◆ Activity
Return every line from the one with "# drop a dot on each instance of the paved" through the one with "# Target: cross on rooftop", inclusive, exactly as it appears below.

◆ Task material
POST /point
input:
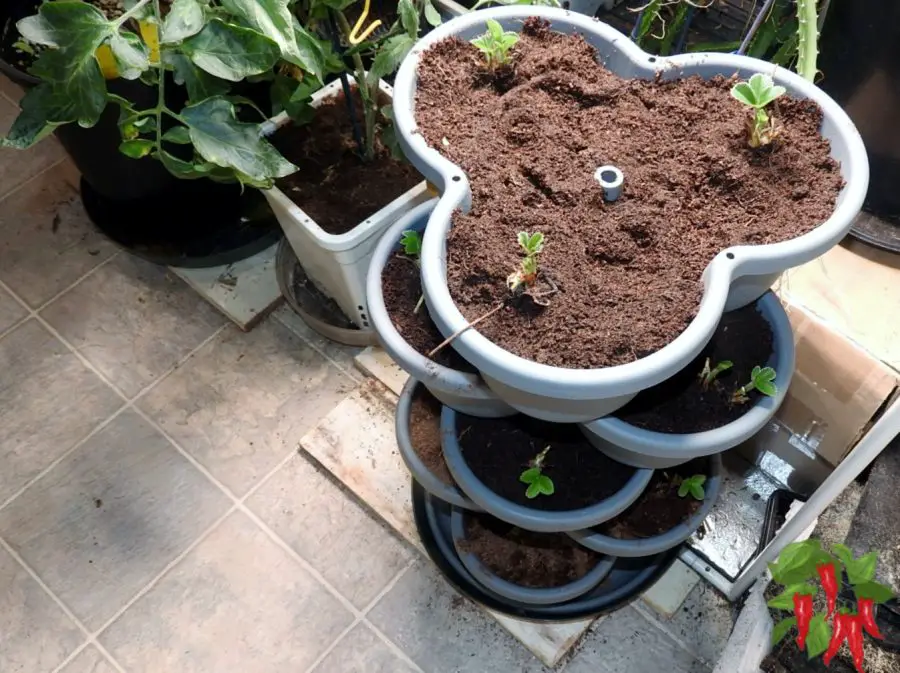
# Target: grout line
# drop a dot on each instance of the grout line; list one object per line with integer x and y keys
{"x": 78, "y": 281}
{"x": 47, "y": 169}
{"x": 171, "y": 564}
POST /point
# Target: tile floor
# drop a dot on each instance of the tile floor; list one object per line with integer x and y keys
{"x": 155, "y": 512}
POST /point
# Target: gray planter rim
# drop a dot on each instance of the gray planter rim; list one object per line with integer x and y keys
{"x": 728, "y": 265}
{"x": 420, "y": 472}
{"x": 428, "y": 371}
{"x": 517, "y": 592}
{"x": 650, "y": 546}
{"x": 695, "y": 444}
{"x": 529, "y": 518}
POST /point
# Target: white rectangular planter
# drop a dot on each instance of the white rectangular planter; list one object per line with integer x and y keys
{"x": 337, "y": 264}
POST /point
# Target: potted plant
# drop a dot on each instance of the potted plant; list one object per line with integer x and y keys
{"x": 641, "y": 282}
{"x": 525, "y": 567}
{"x": 723, "y": 398}
{"x": 404, "y": 328}
{"x": 418, "y": 429}
{"x": 547, "y": 478}
{"x": 672, "y": 508}
{"x": 354, "y": 186}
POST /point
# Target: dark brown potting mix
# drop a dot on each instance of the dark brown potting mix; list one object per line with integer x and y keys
{"x": 425, "y": 433}
{"x": 680, "y": 404}
{"x": 538, "y": 560}
{"x": 334, "y": 186}
{"x": 498, "y": 450}
{"x": 659, "y": 508}
{"x": 401, "y": 286}
{"x": 628, "y": 272}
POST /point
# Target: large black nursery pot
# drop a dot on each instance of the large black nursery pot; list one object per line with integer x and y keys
{"x": 860, "y": 62}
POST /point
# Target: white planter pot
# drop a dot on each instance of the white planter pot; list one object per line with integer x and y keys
{"x": 734, "y": 278}
{"x": 337, "y": 263}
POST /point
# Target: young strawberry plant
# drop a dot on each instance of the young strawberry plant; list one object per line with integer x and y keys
{"x": 694, "y": 486}
{"x": 709, "y": 374}
{"x": 538, "y": 482}
{"x": 823, "y": 633}
{"x": 757, "y": 94}
{"x": 761, "y": 379}
{"x": 496, "y": 44}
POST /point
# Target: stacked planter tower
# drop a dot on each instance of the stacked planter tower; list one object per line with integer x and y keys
{"x": 499, "y": 387}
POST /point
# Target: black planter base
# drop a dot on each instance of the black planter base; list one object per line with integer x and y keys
{"x": 628, "y": 579}
{"x": 195, "y": 224}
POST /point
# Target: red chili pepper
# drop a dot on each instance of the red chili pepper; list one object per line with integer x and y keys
{"x": 803, "y": 610}
{"x": 829, "y": 584}
{"x": 838, "y": 635}
{"x": 867, "y": 614}
{"x": 854, "y": 640}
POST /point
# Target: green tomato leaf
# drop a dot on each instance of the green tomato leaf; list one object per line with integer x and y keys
{"x": 530, "y": 475}
{"x": 432, "y": 16}
{"x": 130, "y": 53}
{"x": 185, "y": 19}
{"x": 231, "y": 52}
{"x": 224, "y": 141}
{"x": 818, "y": 637}
{"x": 178, "y": 135}
{"x": 200, "y": 84}
{"x": 409, "y": 17}
{"x": 389, "y": 56}
{"x": 782, "y": 628}
{"x": 32, "y": 125}
{"x": 879, "y": 593}
{"x": 136, "y": 149}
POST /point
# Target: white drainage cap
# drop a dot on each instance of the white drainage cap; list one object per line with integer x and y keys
{"x": 611, "y": 180}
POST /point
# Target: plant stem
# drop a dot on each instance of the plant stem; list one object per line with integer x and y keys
{"x": 808, "y": 34}
{"x": 134, "y": 10}
{"x": 477, "y": 320}
{"x": 368, "y": 95}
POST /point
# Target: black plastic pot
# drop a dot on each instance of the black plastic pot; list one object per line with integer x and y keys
{"x": 860, "y": 59}
{"x": 628, "y": 579}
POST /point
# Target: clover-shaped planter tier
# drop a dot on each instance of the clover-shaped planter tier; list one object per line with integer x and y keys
{"x": 642, "y": 447}
{"x": 547, "y": 383}
{"x": 337, "y": 262}
{"x": 493, "y": 461}
{"x": 525, "y": 567}
{"x": 418, "y": 429}
{"x": 662, "y": 518}
{"x": 459, "y": 389}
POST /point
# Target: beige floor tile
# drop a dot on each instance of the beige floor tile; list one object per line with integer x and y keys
{"x": 361, "y": 651}
{"x": 109, "y": 518}
{"x": 49, "y": 401}
{"x": 325, "y": 526}
{"x": 626, "y": 641}
{"x": 19, "y": 166}
{"x": 35, "y": 634}
{"x": 241, "y": 404}
{"x": 445, "y": 633}
{"x": 89, "y": 660}
{"x": 238, "y": 602}
{"x": 133, "y": 320}
{"x": 341, "y": 354}
{"x": 46, "y": 239}
{"x": 10, "y": 311}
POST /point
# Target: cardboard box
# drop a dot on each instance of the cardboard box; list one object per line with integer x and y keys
{"x": 837, "y": 391}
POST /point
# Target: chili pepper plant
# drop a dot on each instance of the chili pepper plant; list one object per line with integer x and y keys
{"x": 804, "y": 568}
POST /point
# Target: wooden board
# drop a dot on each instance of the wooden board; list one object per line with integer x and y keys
{"x": 357, "y": 444}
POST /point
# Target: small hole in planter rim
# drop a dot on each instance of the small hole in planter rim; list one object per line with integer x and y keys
{"x": 608, "y": 176}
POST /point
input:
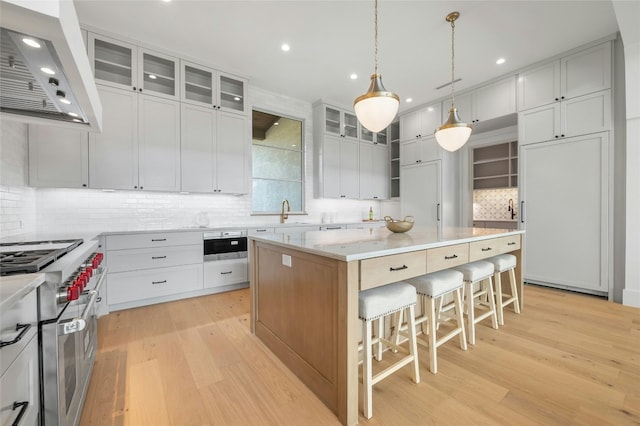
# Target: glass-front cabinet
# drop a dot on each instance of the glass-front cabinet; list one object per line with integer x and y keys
{"x": 122, "y": 65}
{"x": 340, "y": 123}
{"x": 207, "y": 87}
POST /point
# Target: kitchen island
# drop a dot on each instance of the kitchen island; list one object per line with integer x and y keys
{"x": 304, "y": 289}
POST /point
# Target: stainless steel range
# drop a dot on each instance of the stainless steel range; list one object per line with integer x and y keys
{"x": 67, "y": 319}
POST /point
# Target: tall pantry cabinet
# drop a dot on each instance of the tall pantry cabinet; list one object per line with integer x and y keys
{"x": 566, "y": 170}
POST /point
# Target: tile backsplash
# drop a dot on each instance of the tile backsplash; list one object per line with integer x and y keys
{"x": 493, "y": 204}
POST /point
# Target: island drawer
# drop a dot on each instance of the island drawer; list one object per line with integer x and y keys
{"x": 487, "y": 248}
{"x": 389, "y": 269}
{"x": 447, "y": 257}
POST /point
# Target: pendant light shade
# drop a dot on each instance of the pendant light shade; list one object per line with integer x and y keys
{"x": 377, "y": 108}
{"x": 454, "y": 133}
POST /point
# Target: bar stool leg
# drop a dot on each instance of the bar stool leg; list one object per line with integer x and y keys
{"x": 367, "y": 374}
{"x": 457, "y": 300}
{"x": 498, "y": 280}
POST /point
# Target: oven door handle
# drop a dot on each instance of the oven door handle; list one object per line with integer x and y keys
{"x": 73, "y": 325}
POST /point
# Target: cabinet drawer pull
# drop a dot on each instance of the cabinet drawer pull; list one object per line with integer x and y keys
{"x": 23, "y": 409}
{"x": 24, "y": 328}
{"x": 398, "y": 269}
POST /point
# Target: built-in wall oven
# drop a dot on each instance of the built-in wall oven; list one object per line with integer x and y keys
{"x": 226, "y": 261}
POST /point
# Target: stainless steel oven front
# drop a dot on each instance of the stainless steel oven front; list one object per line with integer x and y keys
{"x": 69, "y": 345}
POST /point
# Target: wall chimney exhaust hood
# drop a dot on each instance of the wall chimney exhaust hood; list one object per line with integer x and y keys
{"x": 45, "y": 75}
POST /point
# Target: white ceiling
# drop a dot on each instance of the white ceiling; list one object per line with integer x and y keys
{"x": 332, "y": 39}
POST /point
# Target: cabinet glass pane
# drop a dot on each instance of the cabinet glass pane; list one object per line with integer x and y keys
{"x": 332, "y": 121}
{"x": 350, "y": 125}
{"x": 113, "y": 63}
{"x": 366, "y": 135}
{"x": 159, "y": 74}
{"x": 198, "y": 85}
{"x": 231, "y": 94}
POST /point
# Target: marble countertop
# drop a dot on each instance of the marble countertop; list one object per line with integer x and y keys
{"x": 15, "y": 287}
{"x": 358, "y": 244}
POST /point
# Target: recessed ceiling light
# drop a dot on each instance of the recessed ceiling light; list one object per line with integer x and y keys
{"x": 31, "y": 42}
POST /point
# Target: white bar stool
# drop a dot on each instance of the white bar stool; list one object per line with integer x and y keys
{"x": 504, "y": 263}
{"x": 431, "y": 289}
{"x": 478, "y": 272}
{"x": 375, "y": 304}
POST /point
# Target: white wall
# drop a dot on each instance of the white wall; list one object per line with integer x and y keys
{"x": 17, "y": 201}
{"x": 76, "y": 210}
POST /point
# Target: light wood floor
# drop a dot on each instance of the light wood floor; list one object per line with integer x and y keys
{"x": 567, "y": 359}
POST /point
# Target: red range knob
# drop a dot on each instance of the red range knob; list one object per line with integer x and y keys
{"x": 73, "y": 293}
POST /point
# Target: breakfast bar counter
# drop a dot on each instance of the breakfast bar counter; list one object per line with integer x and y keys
{"x": 304, "y": 290}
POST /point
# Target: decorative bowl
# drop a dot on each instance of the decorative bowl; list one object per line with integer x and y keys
{"x": 399, "y": 225}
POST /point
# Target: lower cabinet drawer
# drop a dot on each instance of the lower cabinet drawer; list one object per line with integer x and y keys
{"x": 18, "y": 323}
{"x": 139, "y": 285}
{"x": 447, "y": 257}
{"x": 148, "y": 258}
{"x": 389, "y": 269}
{"x": 19, "y": 387}
{"x": 225, "y": 272}
{"x": 484, "y": 249}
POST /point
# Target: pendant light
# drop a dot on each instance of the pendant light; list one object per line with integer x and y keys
{"x": 377, "y": 108}
{"x": 454, "y": 132}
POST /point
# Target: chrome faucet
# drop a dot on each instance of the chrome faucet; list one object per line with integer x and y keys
{"x": 283, "y": 215}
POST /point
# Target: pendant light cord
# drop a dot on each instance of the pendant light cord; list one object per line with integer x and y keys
{"x": 453, "y": 67}
{"x": 375, "y": 32}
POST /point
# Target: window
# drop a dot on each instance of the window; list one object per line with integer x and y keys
{"x": 278, "y": 163}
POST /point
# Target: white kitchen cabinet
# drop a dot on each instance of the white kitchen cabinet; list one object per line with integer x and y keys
{"x": 338, "y": 168}
{"x": 213, "y": 151}
{"x": 207, "y": 87}
{"x": 420, "y": 151}
{"x": 113, "y": 153}
{"x": 573, "y": 117}
{"x": 19, "y": 380}
{"x": 565, "y": 201}
{"x": 158, "y": 144}
{"x": 58, "y": 157}
{"x": 129, "y": 67}
{"x": 493, "y": 100}
{"x": 581, "y": 73}
{"x": 146, "y": 268}
{"x": 336, "y": 121}
{"x": 373, "y": 172}
{"x": 420, "y": 123}
{"x": 139, "y": 146}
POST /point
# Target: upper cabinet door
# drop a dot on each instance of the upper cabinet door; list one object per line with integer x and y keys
{"x": 539, "y": 86}
{"x": 586, "y": 71}
{"x": 114, "y": 63}
{"x": 198, "y": 85}
{"x": 158, "y": 74}
{"x": 232, "y": 96}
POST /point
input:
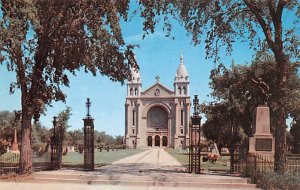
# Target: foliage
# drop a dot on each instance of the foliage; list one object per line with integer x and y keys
{"x": 44, "y": 42}
{"x": 237, "y": 94}
{"x": 223, "y": 22}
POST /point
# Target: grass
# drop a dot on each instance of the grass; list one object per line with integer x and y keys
{"x": 182, "y": 157}
{"x": 101, "y": 158}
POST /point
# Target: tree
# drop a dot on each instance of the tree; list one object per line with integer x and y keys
{"x": 44, "y": 42}
{"x": 237, "y": 94}
{"x": 63, "y": 118}
{"x": 260, "y": 23}
{"x": 295, "y": 133}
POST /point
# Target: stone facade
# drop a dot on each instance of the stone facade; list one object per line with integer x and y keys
{"x": 158, "y": 116}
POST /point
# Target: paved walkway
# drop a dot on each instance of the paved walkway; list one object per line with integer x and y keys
{"x": 151, "y": 169}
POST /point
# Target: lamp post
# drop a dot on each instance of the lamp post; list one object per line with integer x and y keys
{"x": 88, "y": 139}
{"x": 195, "y": 135}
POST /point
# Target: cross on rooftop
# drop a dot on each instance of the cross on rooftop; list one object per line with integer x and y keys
{"x": 157, "y": 78}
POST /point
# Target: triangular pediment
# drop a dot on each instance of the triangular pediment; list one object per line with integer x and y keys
{"x": 157, "y": 90}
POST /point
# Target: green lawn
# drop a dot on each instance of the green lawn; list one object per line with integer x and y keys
{"x": 183, "y": 157}
{"x": 101, "y": 158}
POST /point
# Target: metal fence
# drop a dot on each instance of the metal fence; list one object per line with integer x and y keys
{"x": 9, "y": 163}
{"x": 258, "y": 165}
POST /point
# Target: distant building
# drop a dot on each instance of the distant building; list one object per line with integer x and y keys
{"x": 158, "y": 116}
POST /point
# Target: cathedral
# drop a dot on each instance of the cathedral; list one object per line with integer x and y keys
{"x": 158, "y": 116}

◆ Answer box
# drop a dot on each instance of the paved walkway; list one object per line with integer x and y keys
{"x": 151, "y": 169}
POST /point
# Target: lamp post
# drop a dot on each instance of the lamp post; list one object per line with integer x and y keys
{"x": 88, "y": 139}
{"x": 195, "y": 135}
POST /point
# Target: cross on rooftop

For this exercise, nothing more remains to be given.